Put the records into a Markdown table with the columns Row and Entry, skipping blank lines. Start with the line containing "label=oak filing cabinet" and continue through the line containing "107,226 -> 161,347".
** START Data supplied **
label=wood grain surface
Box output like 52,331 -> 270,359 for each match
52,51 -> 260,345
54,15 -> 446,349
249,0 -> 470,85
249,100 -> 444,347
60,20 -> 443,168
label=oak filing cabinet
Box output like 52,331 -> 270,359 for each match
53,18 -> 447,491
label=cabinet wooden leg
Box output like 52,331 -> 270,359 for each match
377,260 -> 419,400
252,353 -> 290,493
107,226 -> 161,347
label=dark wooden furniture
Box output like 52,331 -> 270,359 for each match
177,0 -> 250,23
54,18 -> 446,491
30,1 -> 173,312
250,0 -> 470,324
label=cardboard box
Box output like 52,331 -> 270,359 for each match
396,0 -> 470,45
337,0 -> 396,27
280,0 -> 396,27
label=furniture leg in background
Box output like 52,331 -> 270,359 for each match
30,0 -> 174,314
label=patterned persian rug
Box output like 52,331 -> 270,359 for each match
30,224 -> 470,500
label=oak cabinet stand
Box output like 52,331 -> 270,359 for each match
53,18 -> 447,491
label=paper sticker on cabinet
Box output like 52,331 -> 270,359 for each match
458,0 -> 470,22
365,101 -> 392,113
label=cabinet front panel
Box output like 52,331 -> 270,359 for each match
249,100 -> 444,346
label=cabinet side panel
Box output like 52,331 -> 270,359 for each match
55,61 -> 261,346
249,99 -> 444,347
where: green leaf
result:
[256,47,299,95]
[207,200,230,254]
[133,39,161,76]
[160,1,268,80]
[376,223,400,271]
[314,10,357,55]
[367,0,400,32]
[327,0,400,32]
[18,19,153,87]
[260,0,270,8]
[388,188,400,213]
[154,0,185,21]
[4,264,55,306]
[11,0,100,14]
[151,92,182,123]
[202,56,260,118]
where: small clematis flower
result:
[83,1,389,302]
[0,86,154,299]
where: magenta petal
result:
** END Data supplied **
## Finished answer
| Row | Entry |
|---|---|
| 1 | label=oak filing cabinet |
| 2 | Box output like 52,331 -> 270,359 for each match |
| 3 | 53,18 -> 447,491 |
| 4 | label=cabinet wooden leg |
| 5 | Box output like 52,331 -> 270,359 for each match |
| 6 | 377,260 -> 419,400 |
| 7 | 252,353 -> 290,493 |
| 8 | 107,226 -> 161,347 |